- [Text block]
>> BEGIN

# King Cobra's



## rett82 (Nov 30, 2009)

I know they are illegal but i loooooooooooooooooove these snakes. Has anyone ever seen these beautiful snakes and got photo's? If so could you pleeease post them. This would be my dream.


----------



## ashisnothereman (Nov 30, 2009)

check out Viperkeeper on youtube if you already havnt. He has got some great captive footage of adult kings and baby kings. also many other cobras such as red spitters and corals. very entertaining.


----------



## JasonL (Nov 30, 2009)




----------



## Retic (Nov 30, 2009)

Here's the one from the Australian Reptile Park.


----------



## JasonL (Nov 30, 2009)

and here's one of it's offspring....


----------



## JasonL (Nov 30, 2009)

Kissy Kissy.....


----------



## ShnakeyGirl (Nov 30, 2009)

they're such massive, beautiful snakes!


----------



## potato matter (Nov 30, 2009)

they are such beautifu and powerful snakes. I love them too!!!


----------



## firedream (Nov 30, 2009)

i completely agree. i love these snakes. i'm completely obsessed!!!!


----------



## PimmsPythons (Nov 30, 2009)

first 3 photos are from the Bangkok snake farm and the last is a rescued "defanged" cobra from the Snakehouse in Sihanokville,cambodia.


----------



## BlackMamba (Nov 30, 2009)

Go to Thailand. They have a heaps of shows over there where you can seem them up close and personal.


----------



## rett82 (Dec 1, 2009)

>> END

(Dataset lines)
>> BEGIN

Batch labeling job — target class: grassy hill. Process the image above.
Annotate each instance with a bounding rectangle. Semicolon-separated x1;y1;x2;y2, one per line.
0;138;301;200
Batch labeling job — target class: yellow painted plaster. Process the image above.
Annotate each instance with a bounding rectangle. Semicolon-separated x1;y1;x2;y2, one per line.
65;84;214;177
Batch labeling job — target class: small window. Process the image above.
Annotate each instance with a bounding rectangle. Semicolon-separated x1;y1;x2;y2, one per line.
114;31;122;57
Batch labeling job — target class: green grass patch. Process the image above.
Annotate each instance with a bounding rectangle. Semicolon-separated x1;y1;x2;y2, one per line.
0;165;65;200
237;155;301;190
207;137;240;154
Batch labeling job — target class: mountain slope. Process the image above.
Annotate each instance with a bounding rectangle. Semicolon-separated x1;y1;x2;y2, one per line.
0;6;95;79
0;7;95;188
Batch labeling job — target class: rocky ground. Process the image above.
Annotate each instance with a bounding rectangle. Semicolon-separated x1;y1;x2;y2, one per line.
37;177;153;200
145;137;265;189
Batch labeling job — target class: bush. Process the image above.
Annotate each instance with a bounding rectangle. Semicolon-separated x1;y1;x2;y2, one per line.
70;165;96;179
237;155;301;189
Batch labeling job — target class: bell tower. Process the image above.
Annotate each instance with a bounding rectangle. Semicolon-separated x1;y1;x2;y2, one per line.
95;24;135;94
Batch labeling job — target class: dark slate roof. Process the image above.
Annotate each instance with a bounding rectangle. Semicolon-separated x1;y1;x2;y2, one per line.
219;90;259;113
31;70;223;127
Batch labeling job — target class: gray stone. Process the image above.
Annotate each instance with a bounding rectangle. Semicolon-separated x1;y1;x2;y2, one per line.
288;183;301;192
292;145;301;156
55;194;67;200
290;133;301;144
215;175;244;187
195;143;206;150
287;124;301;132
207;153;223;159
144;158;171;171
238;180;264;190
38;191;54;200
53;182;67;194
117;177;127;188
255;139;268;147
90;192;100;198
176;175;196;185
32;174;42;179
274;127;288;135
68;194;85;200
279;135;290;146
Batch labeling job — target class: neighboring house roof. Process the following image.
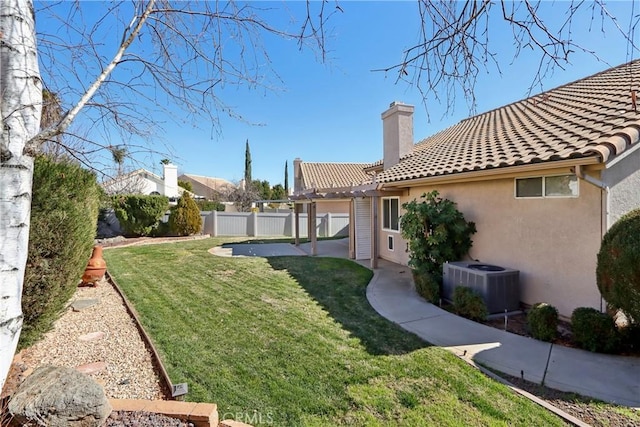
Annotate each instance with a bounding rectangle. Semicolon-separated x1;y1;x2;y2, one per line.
102;169;188;199
377;60;640;182
300;162;372;189
178;173;235;196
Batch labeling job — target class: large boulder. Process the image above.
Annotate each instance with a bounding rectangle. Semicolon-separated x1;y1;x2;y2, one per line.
9;365;111;427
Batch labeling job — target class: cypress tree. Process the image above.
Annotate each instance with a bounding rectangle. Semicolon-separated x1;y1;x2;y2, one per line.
244;139;252;188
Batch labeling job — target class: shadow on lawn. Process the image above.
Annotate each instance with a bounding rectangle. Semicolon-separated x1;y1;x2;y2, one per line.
267;256;430;355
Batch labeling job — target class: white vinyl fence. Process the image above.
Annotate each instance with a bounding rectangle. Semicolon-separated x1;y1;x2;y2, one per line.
202;211;349;237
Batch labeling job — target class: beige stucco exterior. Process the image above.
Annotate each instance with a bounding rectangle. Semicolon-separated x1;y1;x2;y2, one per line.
378;168;604;317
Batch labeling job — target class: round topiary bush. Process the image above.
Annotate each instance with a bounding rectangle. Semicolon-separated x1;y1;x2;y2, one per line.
169;192;202;236
596;209;640;322
453;286;489;321
527;302;558;342
571;307;619;353
412;269;440;304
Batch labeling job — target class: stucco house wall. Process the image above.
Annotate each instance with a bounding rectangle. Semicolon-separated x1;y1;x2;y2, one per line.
379;170;602;317
602;146;640;228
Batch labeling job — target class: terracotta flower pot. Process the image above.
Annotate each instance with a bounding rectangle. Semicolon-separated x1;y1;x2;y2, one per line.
82;246;107;285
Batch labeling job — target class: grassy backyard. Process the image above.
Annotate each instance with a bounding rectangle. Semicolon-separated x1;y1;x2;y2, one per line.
104;239;563;426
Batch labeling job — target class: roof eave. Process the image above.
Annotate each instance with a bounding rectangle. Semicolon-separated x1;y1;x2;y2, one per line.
382;155;602;188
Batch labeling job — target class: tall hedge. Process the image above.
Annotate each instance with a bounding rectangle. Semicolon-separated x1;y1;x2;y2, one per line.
19;157;101;348
596;209;640;323
112;194;169;236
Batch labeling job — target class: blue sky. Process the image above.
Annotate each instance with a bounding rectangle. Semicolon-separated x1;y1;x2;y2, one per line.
40;1;638;185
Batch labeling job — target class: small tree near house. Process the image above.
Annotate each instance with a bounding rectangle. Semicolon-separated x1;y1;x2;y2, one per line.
596;209;640;323
400;190;476;301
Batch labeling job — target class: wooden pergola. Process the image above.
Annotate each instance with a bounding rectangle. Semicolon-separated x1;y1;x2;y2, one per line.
291;183;403;269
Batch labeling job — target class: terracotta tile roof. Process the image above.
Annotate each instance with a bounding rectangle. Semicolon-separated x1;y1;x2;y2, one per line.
378;60;640;182
300;162;371;190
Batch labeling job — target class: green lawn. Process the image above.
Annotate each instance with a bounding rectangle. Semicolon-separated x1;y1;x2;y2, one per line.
104;239;563;426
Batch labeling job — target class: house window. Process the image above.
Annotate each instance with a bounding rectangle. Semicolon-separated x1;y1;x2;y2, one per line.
382;197;400;231
516;175;578;198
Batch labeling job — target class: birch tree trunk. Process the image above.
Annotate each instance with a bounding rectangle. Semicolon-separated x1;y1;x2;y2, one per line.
0;0;42;388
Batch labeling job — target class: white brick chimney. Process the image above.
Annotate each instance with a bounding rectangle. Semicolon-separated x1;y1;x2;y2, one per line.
162;163;178;197
382;101;414;170
293;157;302;192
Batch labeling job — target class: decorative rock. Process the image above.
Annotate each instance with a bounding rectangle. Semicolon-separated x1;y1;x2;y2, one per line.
9;365;111;427
78;331;106;341
76;362;107;375
71;298;100;311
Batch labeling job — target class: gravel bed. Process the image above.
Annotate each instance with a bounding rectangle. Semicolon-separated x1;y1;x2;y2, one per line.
22;280;163;399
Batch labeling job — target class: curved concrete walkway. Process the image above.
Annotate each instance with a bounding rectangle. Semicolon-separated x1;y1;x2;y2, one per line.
212;239;640;408
367;260;640;407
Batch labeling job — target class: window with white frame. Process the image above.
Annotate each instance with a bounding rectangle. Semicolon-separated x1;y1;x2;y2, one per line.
515;175;578;198
382;197;400;231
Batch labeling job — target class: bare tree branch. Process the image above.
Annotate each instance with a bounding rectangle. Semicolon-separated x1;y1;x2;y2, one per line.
373;0;639;115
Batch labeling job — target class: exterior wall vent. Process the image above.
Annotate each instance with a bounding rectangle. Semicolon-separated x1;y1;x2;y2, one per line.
442;261;520;314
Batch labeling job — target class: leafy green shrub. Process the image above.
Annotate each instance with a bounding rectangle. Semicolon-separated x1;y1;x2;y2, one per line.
112;194;169;236
19;156;101;348
571;307;619;353
196;200;225;212
412;270;440;304
400;191;476;283
150;221;173;237
453;286;489;321
596;209;640;322
527;302;558;341
169;193;202;236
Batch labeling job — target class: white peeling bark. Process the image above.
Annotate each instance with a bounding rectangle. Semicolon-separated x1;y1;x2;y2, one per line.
0;0;42;387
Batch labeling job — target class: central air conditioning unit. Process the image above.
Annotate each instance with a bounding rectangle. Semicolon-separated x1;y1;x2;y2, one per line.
442;261;520;314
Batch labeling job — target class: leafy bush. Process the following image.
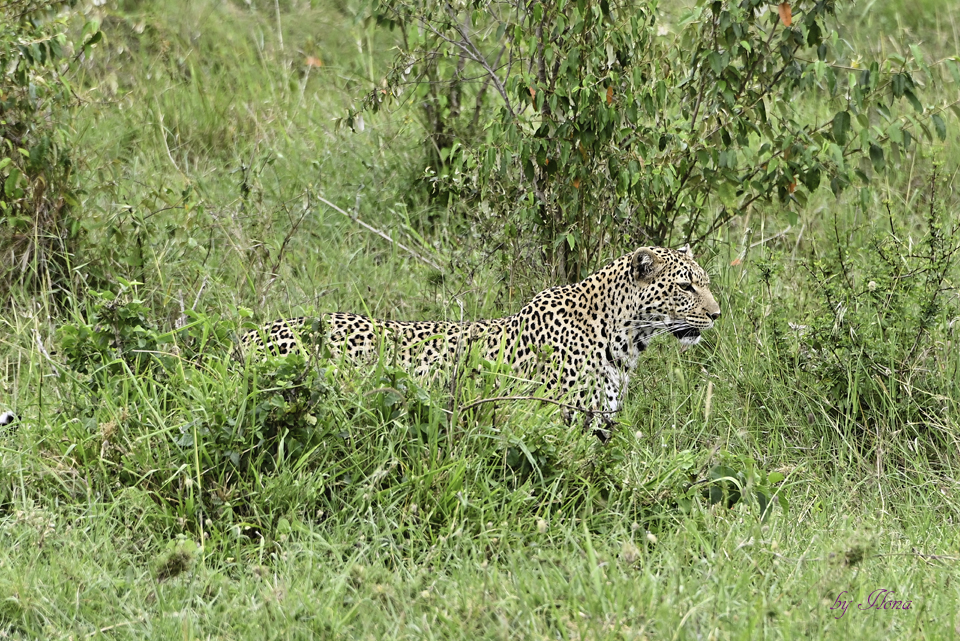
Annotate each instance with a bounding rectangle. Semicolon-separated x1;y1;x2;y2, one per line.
0;0;101;292
796;167;960;458
354;0;955;280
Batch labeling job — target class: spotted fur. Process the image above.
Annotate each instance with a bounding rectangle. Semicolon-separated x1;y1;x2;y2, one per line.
242;247;720;411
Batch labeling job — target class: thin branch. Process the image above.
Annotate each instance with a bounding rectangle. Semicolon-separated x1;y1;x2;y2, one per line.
317;195;443;272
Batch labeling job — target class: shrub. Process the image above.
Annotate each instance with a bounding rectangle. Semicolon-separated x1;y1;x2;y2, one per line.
0;0;101;293
346;0;946;281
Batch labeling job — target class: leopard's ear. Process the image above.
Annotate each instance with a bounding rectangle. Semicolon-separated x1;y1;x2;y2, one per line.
632;247;663;281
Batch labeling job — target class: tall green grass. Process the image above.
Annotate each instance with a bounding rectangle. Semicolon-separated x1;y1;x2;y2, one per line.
0;1;960;639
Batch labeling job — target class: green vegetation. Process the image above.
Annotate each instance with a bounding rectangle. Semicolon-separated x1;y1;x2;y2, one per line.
0;0;960;639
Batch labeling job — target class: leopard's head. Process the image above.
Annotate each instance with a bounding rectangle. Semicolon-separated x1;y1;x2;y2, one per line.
621;246;720;347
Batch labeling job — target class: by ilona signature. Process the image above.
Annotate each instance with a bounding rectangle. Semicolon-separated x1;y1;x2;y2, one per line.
830;588;913;619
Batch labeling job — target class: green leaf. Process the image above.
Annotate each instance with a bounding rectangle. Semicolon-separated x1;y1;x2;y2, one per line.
903;89;923;113
3;167;23;198
932;114;947;141
833;111;850;145
870;143;886;171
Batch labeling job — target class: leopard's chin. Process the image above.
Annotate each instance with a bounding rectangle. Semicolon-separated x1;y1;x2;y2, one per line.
672;327;700;347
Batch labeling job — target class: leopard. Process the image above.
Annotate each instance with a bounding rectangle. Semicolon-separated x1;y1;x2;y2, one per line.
241;246;720;440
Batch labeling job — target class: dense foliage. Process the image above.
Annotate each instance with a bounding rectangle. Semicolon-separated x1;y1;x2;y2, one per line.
358;0;957;281
0;0;102;294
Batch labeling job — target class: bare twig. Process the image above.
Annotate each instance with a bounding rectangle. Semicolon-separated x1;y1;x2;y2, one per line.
317;195;443;272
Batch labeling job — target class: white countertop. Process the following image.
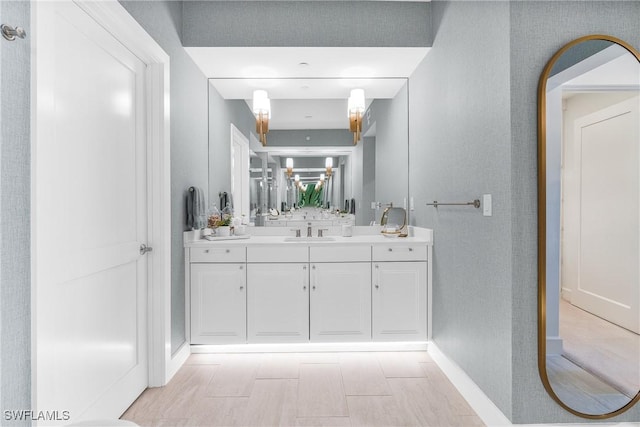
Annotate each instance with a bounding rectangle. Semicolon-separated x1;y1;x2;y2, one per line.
184;227;433;248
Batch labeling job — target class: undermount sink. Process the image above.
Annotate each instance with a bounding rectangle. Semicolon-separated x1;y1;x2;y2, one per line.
284;236;336;242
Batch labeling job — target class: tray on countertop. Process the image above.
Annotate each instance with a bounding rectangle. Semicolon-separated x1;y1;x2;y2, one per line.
202;234;251;242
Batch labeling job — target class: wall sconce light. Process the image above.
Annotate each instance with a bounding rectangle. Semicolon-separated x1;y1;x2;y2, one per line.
253;90;271;146
347;89;365;145
287;157;293;178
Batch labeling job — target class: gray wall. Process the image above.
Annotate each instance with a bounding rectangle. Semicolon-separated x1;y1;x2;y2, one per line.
409;1;640;423
510;1;640;423
206;84;254;209
120;1;209;352
183;1;431;47
267;129;353;147
0;1;31;425
410;2;512;417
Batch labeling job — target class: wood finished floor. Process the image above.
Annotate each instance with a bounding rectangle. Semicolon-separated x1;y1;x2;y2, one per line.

>> END

- [Your tasks]
a) Translate the sentence "they're such massive, beautiful snakes!" from the king cobra thread into Spanish.
b) Extend the king cobra forum thread from the point where it stops.
The dataset lines play no part in what comes next.

- [Results for the exercise]
a) ¡Son unas serpientes tan enormes y hermosas!

b)
omg thanks for the replies and awwwwwwwwwwwsome pics everyone. I'm the same firedream im obsessed too.


----------



## reptiledude1 (Dec 1, 2009)

i wonder what a bite of that will feel like


----------



## JasonL (Dec 1, 2009)

reptiledude1 said:


> i wonder what a bite of that will feel like



Living in Borneo you might be able to find out :lol:


----------



## redbellybite (Dec 1, 2009)

They are a very impressive snake ...HUGE(not all snake shows have them de fanged?) ...I seen a vid by RB he showed that a Cobra cant throw its head back ..so he was able to get his hand on top and push it down (not that it would be a common thing to do ) but he was explaining that this can be done with this type of snake, but cant do it with our eastern brown ...(so my point being, how they show act with their cobras ..the show would be a fair bit different if they were using our eastern browns ...I dont know anyone that would Kiss an EB on top of its head... lol )


----------



## JasonL (Dec 1, 2009)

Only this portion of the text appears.